> _EXERCISE DIRECTIONS_
Reproduce each entry exactly.

─── SOURCE DATA

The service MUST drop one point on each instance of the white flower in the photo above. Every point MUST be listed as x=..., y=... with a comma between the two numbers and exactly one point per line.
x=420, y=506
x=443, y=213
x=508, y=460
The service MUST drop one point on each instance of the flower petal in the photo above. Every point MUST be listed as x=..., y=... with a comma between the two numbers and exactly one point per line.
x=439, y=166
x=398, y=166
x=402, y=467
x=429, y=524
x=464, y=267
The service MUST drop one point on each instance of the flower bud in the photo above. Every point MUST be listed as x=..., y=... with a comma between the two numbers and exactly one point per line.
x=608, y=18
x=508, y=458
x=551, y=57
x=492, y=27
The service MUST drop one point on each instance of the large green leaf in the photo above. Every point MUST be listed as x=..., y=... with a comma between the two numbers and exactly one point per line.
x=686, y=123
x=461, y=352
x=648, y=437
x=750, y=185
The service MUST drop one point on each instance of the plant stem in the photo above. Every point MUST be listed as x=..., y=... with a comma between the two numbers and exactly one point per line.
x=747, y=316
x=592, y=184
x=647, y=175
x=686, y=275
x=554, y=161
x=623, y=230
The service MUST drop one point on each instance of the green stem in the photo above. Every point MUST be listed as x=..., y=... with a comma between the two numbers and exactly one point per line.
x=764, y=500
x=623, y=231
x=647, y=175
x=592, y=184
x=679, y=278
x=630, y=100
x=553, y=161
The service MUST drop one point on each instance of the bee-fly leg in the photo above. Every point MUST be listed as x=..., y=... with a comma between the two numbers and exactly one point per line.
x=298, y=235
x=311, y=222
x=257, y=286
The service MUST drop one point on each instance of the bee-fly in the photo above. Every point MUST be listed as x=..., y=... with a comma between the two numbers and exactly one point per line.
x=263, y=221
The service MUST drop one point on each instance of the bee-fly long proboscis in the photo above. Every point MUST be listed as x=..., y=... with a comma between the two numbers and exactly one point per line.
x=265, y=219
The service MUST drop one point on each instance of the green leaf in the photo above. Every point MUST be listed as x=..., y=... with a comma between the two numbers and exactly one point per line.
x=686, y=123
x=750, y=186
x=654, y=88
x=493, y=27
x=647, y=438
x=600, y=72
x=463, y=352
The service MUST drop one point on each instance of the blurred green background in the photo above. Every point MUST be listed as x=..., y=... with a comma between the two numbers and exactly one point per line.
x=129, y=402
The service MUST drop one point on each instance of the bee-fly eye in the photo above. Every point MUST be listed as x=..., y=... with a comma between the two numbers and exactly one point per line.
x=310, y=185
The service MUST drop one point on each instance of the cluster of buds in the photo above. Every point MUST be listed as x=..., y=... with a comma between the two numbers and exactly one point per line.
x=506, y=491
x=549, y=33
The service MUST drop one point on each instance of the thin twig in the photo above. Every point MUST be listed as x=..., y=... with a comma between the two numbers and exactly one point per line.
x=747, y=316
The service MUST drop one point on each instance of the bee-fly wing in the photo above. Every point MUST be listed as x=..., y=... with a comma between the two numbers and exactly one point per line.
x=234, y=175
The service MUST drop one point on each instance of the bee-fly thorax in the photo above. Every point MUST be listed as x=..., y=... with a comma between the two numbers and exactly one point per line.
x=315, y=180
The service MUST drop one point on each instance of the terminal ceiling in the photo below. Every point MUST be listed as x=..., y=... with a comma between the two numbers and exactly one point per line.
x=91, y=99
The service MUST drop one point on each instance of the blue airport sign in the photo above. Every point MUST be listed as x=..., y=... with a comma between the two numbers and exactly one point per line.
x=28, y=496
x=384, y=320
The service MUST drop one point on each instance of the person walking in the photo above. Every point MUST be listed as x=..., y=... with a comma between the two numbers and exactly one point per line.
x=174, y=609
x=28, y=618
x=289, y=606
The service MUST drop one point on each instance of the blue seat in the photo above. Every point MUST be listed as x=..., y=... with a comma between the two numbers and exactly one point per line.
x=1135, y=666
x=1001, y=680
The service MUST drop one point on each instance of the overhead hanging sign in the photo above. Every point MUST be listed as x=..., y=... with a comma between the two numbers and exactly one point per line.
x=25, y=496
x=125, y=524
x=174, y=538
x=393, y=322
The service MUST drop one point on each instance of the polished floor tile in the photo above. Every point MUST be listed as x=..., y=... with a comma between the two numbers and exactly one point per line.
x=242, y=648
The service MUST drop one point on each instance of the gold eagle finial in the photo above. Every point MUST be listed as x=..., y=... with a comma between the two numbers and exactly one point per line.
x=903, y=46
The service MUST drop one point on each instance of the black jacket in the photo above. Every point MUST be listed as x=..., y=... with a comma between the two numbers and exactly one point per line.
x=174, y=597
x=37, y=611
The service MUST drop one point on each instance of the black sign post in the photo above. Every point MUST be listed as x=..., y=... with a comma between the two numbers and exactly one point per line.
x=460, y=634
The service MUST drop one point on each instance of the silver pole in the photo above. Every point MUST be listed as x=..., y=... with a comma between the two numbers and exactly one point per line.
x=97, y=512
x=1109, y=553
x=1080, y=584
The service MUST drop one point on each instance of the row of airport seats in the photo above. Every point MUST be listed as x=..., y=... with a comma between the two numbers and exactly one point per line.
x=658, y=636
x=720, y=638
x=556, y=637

──────

> _RESPONSE AREA_
The service MUST drop one point on each instance of the white flower in the photo above. Every point MUST be listed as x=..., y=... with a comma between the two numbers and exactly one point per line.
x=420, y=506
x=443, y=213
x=508, y=460
The service MUST drop one point on each instance of the flower petal in the photo above. Every point MUST be listed as x=..., y=... with a comma between the two numbers and exactly one point per line.
x=439, y=166
x=398, y=166
x=402, y=467
x=429, y=524
x=464, y=267
The service MUST drop one point on each instance of the flower bud in the photo above. Every point MUST be listed as x=..., y=... with a comma between the two numbers and exactly one point per line.
x=608, y=18
x=508, y=458
x=551, y=57
x=492, y=27
The service MUST drop one point on each instance of the large green leaf in the photo above. Every point MUST be listed as x=..., y=... with a comma between the two numbers and exactly one point per line.
x=686, y=123
x=461, y=352
x=648, y=437
x=750, y=185
The service MUST drop one point on each instance of the plant stem in the photo above. Every point MUST be listed as x=..., y=... with a comma between the two numbers and exactly one point per line.
x=747, y=316
x=592, y=184
x=647, y=175
x=686, y=275
x=554, y=161
x=623, y=230
The service MUST drop one point on each instance of the green stem in the photo above. Every point MUST be listed as x=..., y=... with a comma between the two numbers and exactly one point per line.
x=764, y=500
x=623, y=231
x=647, y=175
x=592, y=184
x=679, y=278
x=630, y=100
x=553, y=161
The service MUST drop one point on each instance of the bee-fly leg in the photo above. Every point MUST be listed as x=..., y=... with a comma between the two numbers and exactly one point per line.
x=298, y=235
x=311, y=222
x=257, y=286
The service MUST drop one point on each instance of the bee-fly in the photo above. Every point MUST be listed as x=..., y=... with a comma between the two numbers and exactly one point per line.
x=263, y=221
The service MUST drop one point on each instance of the bee-fly long proboscis in the photo above. Every point MUST be listed as x=..., y=... with a comma between the two numbers and exactly one point per line.
x=265, y=219
The service MUST drop one point on each instance of the green leaf in the photo above. Every point MUST be listed as x=..., y=... with a comma between the two numbers and exactly one point per line.
x=686, y=123
x=750, y=186
x=654, y=88
x=493, y=27
x=647, y=438
x=600, y=72
x=463, y=352
The service MUST drop one point on each instance of the blurred green background in the photo above. Every point MUST be listed as x=..., y=... with a comma between the two numbers and exactly one point per line.
x=129, y=402
The service MUST drop one point on each instance of the bee-fly eye in the photo above. Every point MUST be listed as x=..., y=... with a comma between the two numbers and exactly one point per line.
x=310, y=185
The service MUST drop one point on each instance of the cluster of buds in the photo above. Every point MUST be listed as x=..., y=... with a comma between the two numbers and exactly one point per line.
x=506, y=491
x=549, y=33
The service MUST drop one point on each instance of the thin twig in the photo above. Every point MUST be listed as x=..., y=... with a comma between the two numbers and exactly one point per line.
x=747, y=316
The service MUST drop one point on each instance of the bee-fly wing in the photo above. Every point MUST be listed as x=..., y=... with a comma between the two numbers and exactly one point per line.
x=234, y=175
The service MUST drop one point on each instance of the bee-fly thorax in the photo above. Every point MUST be listed as x=..., y=... with a comma between the two numbers and exactly one point per line.
x=315, y=180
The service MUST drop one point on each instance of the terminal ceiling in the photo below. Every point MUST be listed as x=..., y=... with a comma between the two numbers and exactly one point per line.
x=91, y=99
The service MUST drop one point on each instance of the blue airport sign in the photo above. Every point MUST be listed as x=..., y=... with a comma between the two numbers and exactly one point per line.
x=28, y=496
x=384, y=320
The service MUST drop one point on each instance of the person walking in the photo above. Every point MUST be listed as x=..., y=... with a comma between the two numbers and exactly one point per line.
x=174, y=609
x=28, y=618
x=289, y=606
The service MUST drop one point on each instance of the blue seat in the photo above. Every point MUST be listed as x=..., y=... with a comma between the two numbers and exactly one point per line.
x=1135, y=666
x=1001, y=680
The service MUST drop one point on each instance of the overhead hanging sign in the photo above. Every point MUST be listed as x=..., y=... with a comma between the two numbers and exactly one point per line.
x=25, y=496
x=125, y=524
x=174, y=538
x=393, y=322
The service MUST drop one point on each instance of the polished floor tile in the photo above. Every point MUST be listed as x=..., y=... with a comma between the two numbers and exactly one point per line.
x=242, y=648
The service MUST drop one point on each instance of the gold eagle finial in the photo above. Every point MUST be listed as x=..., y=... with a comma between the two numbers and exactly one point per line.
x=903, y=46
The service MUST drop one point on each instance of the black jacket in the photo above. Every point MUST be listed as x=..., y=... with a comma between the two numbers and exactly one point per line.
x=174, y=597
x=37, y=611
The service MUST drop one point on each instance of the black sign post in the photo above. Every point MUST be listed as x=..., y=... with a comma between the two numbers and exactly one point per line.
x=460, y=634
The service MUST drop one point on each instance of the silver pole in the photo above. Every point MUST be listed as x=..., y=... with a comma between the two numbers and exactly one point per line.
x=97, y=512
x=1109, y=553
x=1080, y=584
The service MUST drop one point on each instance of the row of airport seats in the photo above. Every point MUST be listed as x=..., y=... with a comma between the two numbers and exactly one point per line.
x=658, y=636
x=720, y=638
x=556, y=637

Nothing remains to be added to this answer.